Convert the records from the line with "One pin marks each instance of the embroidered floral" up to and including the final line into a JSON list of strings, one string per line, omitting blank lines.

^^^^^^^^

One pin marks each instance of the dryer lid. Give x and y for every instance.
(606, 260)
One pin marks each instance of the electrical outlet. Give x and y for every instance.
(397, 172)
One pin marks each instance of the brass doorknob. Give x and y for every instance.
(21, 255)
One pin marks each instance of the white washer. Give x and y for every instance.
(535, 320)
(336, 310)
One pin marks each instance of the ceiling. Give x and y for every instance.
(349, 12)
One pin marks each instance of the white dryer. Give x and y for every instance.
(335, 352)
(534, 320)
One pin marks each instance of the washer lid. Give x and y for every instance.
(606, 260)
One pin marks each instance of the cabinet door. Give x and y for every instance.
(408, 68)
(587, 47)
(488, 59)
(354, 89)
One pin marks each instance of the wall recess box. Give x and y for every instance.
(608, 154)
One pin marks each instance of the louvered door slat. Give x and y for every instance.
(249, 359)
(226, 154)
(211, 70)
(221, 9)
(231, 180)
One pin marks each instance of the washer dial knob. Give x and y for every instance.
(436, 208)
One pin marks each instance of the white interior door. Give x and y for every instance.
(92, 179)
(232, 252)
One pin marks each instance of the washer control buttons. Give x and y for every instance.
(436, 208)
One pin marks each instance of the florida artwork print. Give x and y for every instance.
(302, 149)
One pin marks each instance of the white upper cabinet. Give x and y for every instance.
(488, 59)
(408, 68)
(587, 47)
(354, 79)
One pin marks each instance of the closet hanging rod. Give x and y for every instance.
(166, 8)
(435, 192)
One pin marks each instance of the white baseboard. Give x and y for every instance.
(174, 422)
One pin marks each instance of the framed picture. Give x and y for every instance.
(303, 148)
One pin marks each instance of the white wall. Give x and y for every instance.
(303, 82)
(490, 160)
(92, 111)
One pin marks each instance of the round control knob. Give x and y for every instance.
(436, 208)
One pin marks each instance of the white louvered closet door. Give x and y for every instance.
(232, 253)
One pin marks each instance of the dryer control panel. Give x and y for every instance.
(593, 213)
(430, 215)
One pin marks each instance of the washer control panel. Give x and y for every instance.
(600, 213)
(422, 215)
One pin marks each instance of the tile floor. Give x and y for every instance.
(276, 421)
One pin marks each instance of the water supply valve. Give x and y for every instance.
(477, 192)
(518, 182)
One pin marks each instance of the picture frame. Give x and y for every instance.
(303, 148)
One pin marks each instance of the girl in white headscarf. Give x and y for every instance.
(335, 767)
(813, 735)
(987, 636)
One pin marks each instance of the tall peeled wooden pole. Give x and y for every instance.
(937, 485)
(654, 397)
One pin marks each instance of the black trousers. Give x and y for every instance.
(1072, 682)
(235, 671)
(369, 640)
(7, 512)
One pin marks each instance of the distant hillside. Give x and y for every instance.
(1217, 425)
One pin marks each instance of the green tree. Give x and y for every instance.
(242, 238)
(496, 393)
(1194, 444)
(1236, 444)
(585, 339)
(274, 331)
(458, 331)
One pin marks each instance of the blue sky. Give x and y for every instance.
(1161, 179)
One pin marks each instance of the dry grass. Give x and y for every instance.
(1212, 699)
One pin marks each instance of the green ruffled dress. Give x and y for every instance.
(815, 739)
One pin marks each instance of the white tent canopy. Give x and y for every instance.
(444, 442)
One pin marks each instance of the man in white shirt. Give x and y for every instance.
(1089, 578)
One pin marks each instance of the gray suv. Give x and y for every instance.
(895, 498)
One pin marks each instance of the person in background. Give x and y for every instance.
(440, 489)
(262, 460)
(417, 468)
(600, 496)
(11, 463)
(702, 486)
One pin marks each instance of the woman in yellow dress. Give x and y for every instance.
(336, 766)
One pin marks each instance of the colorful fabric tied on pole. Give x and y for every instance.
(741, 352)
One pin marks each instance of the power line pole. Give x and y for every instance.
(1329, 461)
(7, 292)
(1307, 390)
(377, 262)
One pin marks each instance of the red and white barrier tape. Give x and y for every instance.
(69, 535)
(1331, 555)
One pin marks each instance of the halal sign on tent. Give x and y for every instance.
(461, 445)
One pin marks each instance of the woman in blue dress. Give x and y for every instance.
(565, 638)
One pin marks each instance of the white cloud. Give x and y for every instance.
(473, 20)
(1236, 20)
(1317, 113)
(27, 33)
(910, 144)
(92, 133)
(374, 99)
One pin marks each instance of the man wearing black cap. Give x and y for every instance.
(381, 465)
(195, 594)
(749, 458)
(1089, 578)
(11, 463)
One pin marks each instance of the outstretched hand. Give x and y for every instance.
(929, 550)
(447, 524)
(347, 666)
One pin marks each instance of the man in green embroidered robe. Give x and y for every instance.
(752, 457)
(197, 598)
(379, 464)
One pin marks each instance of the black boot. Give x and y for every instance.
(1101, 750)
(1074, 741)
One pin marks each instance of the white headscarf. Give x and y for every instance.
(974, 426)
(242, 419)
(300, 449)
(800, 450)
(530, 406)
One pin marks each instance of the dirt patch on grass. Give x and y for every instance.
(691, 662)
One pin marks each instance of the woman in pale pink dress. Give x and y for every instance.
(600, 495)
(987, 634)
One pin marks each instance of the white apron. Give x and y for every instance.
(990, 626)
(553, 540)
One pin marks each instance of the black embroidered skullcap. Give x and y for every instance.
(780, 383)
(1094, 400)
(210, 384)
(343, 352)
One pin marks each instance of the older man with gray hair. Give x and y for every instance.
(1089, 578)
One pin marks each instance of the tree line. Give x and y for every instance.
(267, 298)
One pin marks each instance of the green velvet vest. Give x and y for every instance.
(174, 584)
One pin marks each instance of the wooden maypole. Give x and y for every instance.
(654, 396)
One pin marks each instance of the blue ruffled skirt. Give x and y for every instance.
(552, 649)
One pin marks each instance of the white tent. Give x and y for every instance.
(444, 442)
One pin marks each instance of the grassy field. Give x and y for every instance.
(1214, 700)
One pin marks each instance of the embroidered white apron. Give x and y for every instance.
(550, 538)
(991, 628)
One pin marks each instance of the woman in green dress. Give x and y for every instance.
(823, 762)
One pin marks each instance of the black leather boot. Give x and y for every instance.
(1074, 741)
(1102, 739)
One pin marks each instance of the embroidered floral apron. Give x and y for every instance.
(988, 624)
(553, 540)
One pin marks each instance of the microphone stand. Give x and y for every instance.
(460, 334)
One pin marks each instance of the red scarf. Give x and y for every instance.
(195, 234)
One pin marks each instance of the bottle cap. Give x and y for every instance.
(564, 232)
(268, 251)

^^^^^^^^

Task solution ->
[
  "One pin marks each instance of the embroidered floral apron. Give x and y for every instance.",
  "(988, 624)",
  "(553, 540)",
  "One pin marks each instance of the microphone stand. Give x and y for every instance.",
  "(460, 334)",
  "One pin marks each instance of the red scarf. Give x and y for every instance.",
  "(195, 234)",
  "One pin marks each instance of the bottle cap. Give x and y for every instance.",
  "(564, 232)",
  "(268, 251)"
]